-- What you should do --
Please answer from the Q&A with Kgodisho Moloto: what single word does Moloto give as the motivation for entering Sasol New Signatures?

--- START Page excerpt ---

Q&A with Merit Winner 2019: Kgodisho Moloto | Sasol New Signatures

Q&A with Merit Winner 2019: Kgodisho Moloto

Tell us about your artistic journey up until the point of entering Sasol New Signatures 2019

My journey started at a very young age.  Back then, I thought it was normal for kids of my age to be playful with their artistic creations. However, there was a point in my life where I realised that I was being creative in an extraordinary and unique way. I mean I would sit in class during all my years of primary and high school, doodling and making drawings that always impressed not only my classmates (peers) but also my elders (teachers, family). More especially my parents. Therefore, I became more and more passionate about art as I grew up.

Who or what has had the biggest influence on your career as an artist to date?

To be honest, I have been the biggest influence on my career, together with my supportive family and partner. My surroundings and personal experiences have also played a vital role in my career.

What motivated you to enter the Sasol New Signatures art competition this year?.              

Sasol New Signatures is an intriguing challenge. That is my motivation “challenge”, and I find it interesting every time I go through the catalogue to see the kind of works that have been selected. The featured works are always fascinating, thought-provoking, fresh and each individual artist’s work has its own unique signature to it. All of this gave me food for thought.

--- END Page excerpt ---
--- START Source data ---

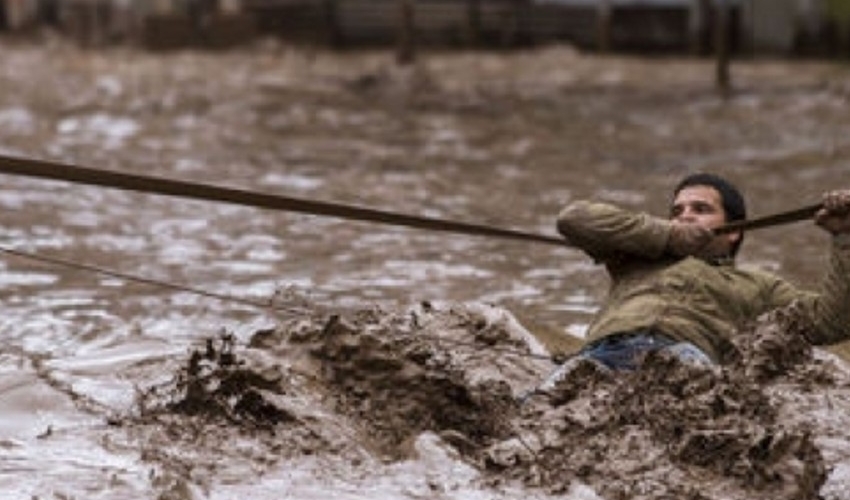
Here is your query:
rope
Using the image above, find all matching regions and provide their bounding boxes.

--- END Source data ---

-- Solution to the problem --
Challenge.